### AIM OF THE TASK
Say how many lines of the material contain the string "boat". Case counts, and give only the number.

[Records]
※ ※ ※

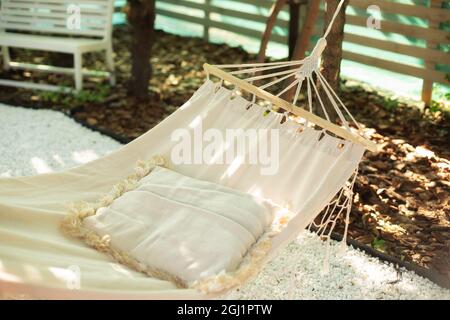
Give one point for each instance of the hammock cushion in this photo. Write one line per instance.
(173, 227)
(38, 260)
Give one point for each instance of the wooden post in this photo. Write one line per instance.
(427, 87)
(207, 18)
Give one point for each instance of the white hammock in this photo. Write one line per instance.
(37, 260)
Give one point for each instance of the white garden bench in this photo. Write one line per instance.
(68, 26)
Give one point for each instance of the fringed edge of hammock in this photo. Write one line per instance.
(253, 260)
(342, 203)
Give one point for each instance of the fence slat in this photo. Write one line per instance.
(431, 55)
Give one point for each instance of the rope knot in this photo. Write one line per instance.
(311, 63)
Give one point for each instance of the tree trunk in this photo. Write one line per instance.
(141, 16)
(294, 21)
(276, 8)
(303, 42)
(332, 56)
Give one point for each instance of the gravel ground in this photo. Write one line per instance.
(38, 141)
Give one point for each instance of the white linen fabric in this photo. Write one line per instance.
(185, 228)
(37, 259)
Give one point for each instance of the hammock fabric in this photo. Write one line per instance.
(38, 261)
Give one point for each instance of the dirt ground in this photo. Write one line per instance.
(402, 194)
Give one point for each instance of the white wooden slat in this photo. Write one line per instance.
(51, 16)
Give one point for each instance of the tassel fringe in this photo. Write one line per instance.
(72, 225)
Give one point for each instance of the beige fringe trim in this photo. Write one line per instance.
(72, 225)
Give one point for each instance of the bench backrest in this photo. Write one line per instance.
(66, 17)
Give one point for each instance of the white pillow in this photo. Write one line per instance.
(175, 227)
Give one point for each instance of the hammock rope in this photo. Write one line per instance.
(307, 71)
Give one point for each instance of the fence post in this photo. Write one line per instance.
(207, 19)
(427, 87)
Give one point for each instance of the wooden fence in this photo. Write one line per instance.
(420, 27)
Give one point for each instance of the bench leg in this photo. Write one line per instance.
(77, 64)
(110, 65)
(6, 57)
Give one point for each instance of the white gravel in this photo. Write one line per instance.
(37, 141)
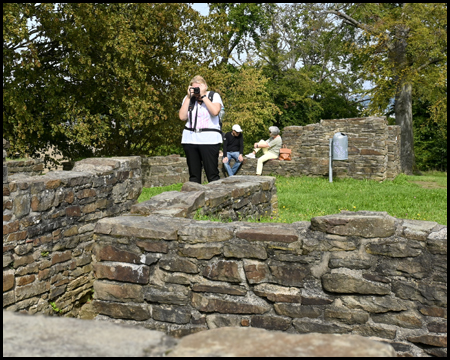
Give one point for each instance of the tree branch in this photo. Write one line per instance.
(434, 61)
(349, 20)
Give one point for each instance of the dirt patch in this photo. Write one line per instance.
(429, 185)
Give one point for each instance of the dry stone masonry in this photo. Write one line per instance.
(48, 224)
(43, 336)
(151, 264)
(234, 198)
(373, 153)
(360, 273)
(31, 167)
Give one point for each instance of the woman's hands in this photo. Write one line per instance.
(203, 90)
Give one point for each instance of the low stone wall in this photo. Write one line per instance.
(164, 170)
(373, 153)
(373, 148)
(43, 336)
(48, 224)
(363, 273)
(31, 167)
(234, 198)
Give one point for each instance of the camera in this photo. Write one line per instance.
(196, 91)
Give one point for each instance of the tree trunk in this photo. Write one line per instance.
(403, 117)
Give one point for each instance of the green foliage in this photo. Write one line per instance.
(404, 44)
(108, 79)
(430, 139)
(100, 77)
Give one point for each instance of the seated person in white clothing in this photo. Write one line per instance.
(270, 147)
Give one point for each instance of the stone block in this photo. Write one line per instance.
(277, 293)
(178, 264)
(149, 227)
(406, 319)
(136, 274)
(268, 233)
(369, 330)
(431, 340)
(349, 282)
(153, 246)
(230, 306)
(73, 211)
(112, 253)
(110, 291)
(417, 229)
(43, 201)
(306, 326)
(169, 294)
(368, 224)
(61, 257)
(252, 342)
(21, 205)
(122, 311)
(243, 250)
(8, 280)
(270, 322)
(433, 311)
(289, 275)
(345, 316)
(172, 314)
(375, 304)
(30, 290)
(205, 232)
(216, 320)
(223, 270)
(256, 271)
(297, 310)
(219, 288)
(395, 247)
(201, 251)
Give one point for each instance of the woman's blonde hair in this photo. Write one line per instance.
(199, 80)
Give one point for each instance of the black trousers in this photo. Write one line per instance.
(202, 155)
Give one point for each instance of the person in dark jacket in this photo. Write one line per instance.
(233, 148)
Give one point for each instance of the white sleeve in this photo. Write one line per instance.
(217, 99)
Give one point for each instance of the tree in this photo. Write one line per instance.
(239, 26)
(403, 49)
(103, 77)
(308, 67)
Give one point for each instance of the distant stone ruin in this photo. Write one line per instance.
(152, 265)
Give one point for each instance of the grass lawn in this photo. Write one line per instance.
(302, 198)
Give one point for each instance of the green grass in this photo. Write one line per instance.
(302, 198)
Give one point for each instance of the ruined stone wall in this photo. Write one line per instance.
(363, 273)
(234, 198)
(48, 224)
(31, 167)
(369, 144)
(373, 153)
(393, 143)
(164, 170)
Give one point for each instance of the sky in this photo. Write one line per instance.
(201, 8)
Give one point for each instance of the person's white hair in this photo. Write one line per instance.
(274, 130)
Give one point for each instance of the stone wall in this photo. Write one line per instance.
(48, 224)
(374, 153)
(373, 148)
(361, 273)
(31, 167)
(233, 198)
(164, 170)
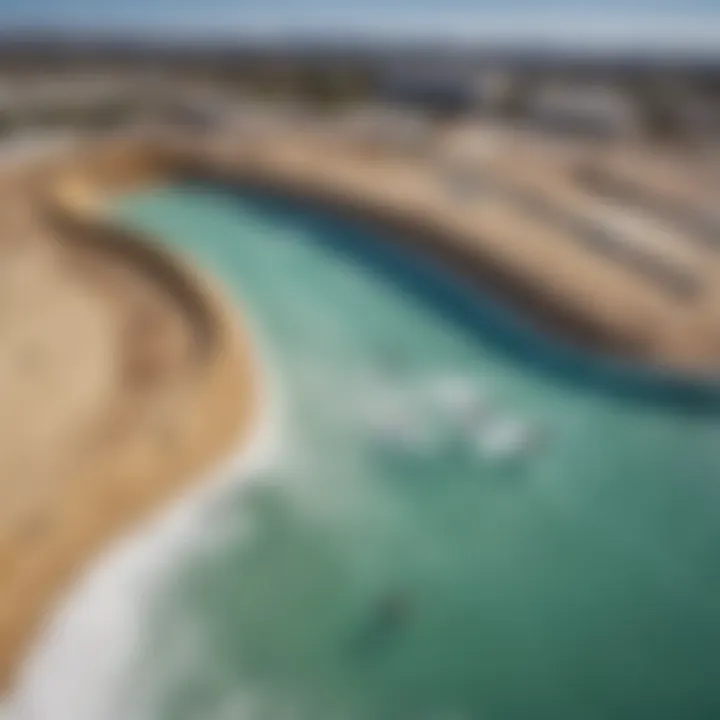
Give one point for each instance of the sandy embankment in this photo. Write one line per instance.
(164, 375)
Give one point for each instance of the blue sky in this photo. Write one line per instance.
(632, 23)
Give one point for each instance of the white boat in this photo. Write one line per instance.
(457, 398)
(505, 438)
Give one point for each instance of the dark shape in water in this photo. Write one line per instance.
(388, 617)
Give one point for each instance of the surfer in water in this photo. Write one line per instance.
(388, 617)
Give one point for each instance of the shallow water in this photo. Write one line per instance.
(370, 579)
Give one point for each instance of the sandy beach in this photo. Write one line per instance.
(124, 375)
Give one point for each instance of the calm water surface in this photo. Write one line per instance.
(366, 580)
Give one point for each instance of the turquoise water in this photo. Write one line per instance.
(367, 579)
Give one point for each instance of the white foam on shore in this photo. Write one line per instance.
(78, 669)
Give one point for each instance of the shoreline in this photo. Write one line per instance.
(224, 398)
(215, 402)
(127, 573)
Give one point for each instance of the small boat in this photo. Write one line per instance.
(505, 438)
(458, 398)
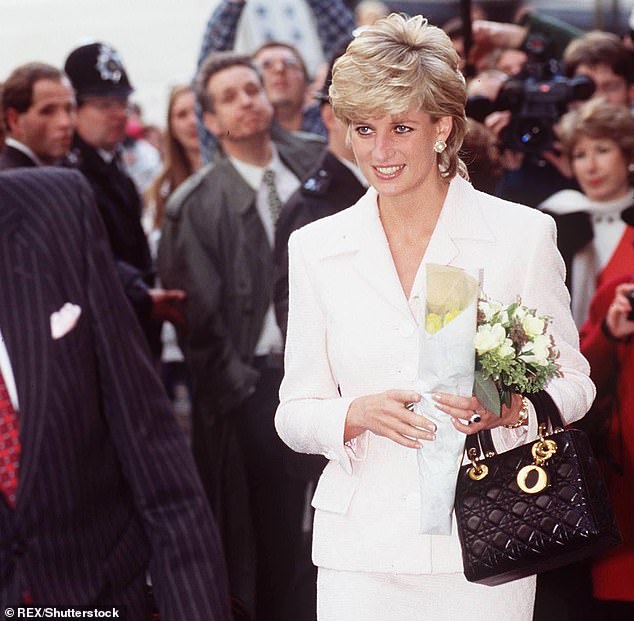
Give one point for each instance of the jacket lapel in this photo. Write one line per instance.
(462, 218)
(26, 331)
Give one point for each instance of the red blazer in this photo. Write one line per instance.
(609, 360)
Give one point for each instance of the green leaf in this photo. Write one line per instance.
(505, 397)
(487, 393)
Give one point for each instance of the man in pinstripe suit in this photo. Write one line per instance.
(106, 488)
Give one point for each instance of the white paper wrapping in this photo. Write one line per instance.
(446, 364)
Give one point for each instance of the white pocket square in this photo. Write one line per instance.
(64, 320)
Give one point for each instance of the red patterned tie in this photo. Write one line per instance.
(9, 445)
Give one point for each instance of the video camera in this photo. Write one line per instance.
(537, 97)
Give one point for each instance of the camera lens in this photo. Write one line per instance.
(532, 134)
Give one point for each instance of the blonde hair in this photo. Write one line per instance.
(397, 64)
(176, 164)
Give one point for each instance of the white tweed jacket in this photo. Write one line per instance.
(351, 332)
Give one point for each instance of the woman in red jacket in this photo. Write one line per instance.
(608, 344)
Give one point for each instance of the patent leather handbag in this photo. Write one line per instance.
(534, 508)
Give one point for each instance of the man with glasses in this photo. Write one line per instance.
(285, 82)
(102, 88)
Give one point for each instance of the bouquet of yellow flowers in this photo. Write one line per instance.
(446, 364)
(514, 353)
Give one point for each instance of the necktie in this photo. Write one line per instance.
(9, 445)
(273, 198)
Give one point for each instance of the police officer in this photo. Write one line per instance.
(102, 88)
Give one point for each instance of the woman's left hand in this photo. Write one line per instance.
(466, 410)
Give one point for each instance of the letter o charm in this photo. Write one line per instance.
(540, 484)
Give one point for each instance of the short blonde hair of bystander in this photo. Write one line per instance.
(397, 64)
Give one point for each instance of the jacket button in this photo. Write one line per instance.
(406, 329)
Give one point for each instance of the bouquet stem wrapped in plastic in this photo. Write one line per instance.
(446, 364)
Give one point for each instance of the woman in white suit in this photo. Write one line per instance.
(352, 349)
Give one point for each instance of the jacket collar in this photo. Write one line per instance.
(463, 217)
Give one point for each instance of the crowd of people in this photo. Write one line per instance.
(168, 266)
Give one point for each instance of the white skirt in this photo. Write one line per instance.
(360, 596)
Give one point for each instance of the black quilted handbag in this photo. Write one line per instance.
(534, 508)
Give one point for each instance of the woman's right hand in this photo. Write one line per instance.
(616, 318)
(385, 414)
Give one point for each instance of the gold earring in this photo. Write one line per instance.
(440, 145)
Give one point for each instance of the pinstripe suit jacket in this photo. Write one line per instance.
(107, 486)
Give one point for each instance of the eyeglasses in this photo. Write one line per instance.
(288, 64)
(108, 104)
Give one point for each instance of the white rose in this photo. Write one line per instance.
(533, 326)
(506, 350)
(537, 351)
(488, 338)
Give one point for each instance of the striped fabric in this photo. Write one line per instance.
(107, 486)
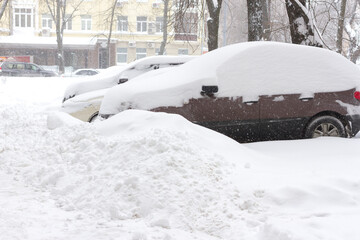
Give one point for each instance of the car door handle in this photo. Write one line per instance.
(305, 99)
(250, 102)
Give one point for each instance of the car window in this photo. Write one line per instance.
(31, 67)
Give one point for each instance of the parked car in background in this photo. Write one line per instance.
(23, 69)
(85, 106)
(254, 91)
(82, 73)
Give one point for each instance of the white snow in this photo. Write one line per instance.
(111, 76)
(143, 175)
(241, 70)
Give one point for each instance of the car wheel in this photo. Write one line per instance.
(325, 126)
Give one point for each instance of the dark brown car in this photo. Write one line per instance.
(302, 92)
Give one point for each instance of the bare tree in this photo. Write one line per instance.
(302, 28)
(340, 31)
(3, 7)
(58, 11)
(214, 7)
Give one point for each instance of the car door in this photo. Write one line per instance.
(31, 70)
(284, 116)
(231, 116)
(19, 69)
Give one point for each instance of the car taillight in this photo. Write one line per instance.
(357, 95)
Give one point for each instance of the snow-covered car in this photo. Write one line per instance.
(119, 74)
(24, 69)
(254, 91)
(86, 106)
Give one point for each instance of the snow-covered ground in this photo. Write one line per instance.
(143, 175)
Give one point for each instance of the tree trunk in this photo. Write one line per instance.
(255, 19)
(340, 29)
(59, 38)
(213, 23)
(3, 7)
(165, 22)
(266, 20)
(300, 26)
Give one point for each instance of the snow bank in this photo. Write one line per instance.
(142, 175)
(158, 175)
(246, 69)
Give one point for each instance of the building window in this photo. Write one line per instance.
(159, 24)
(140, 53)
(68, 24)
(121, 55)
(141, 24)
(157, 50)
(24, 17)
(123, 24)
(86, 22)
(183, 51)
(46, 21)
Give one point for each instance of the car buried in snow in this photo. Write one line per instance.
(254, 91)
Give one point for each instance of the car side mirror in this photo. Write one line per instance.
(123, 80)
(209, 90)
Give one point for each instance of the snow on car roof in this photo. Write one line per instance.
(245, 69)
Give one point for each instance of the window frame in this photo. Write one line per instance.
(119, 54)
(141, 53)
(141, 25)
(123, 23)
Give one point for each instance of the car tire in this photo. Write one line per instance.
(325, 126)
(93, 117)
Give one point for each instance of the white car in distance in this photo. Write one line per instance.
(83, 99)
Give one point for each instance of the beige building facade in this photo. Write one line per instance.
(28, 29)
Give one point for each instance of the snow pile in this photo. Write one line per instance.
(110, 77)
(142, 175)
(246, 70)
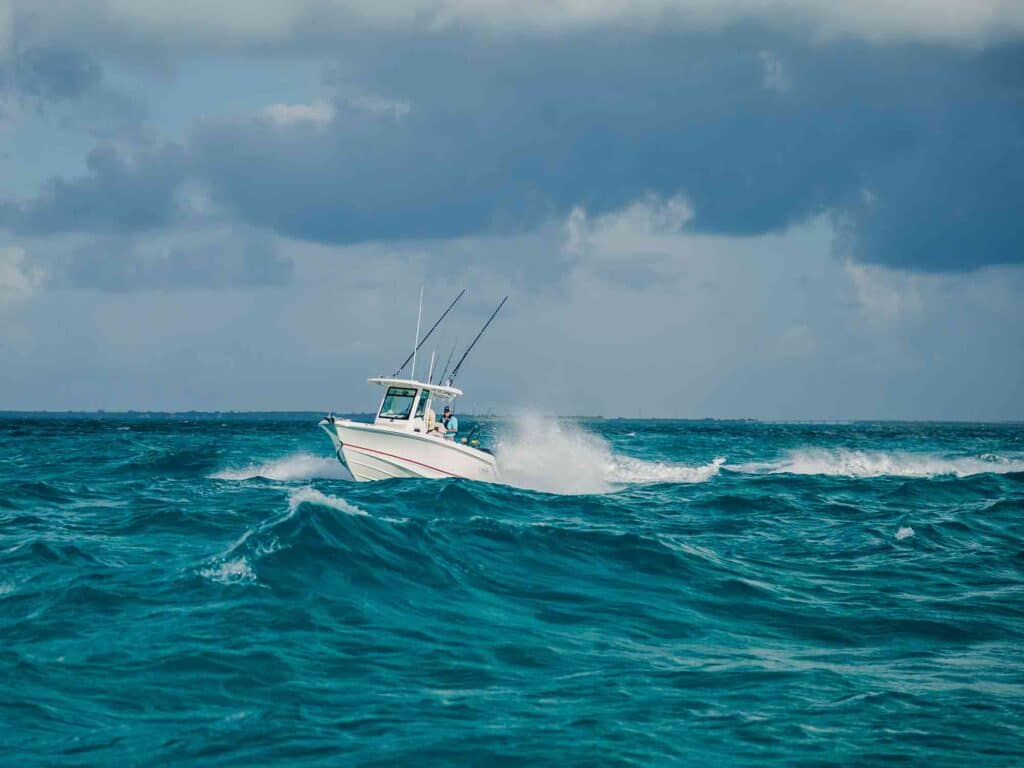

※ ※ ※

### RESPONSE TO THIS TASK
2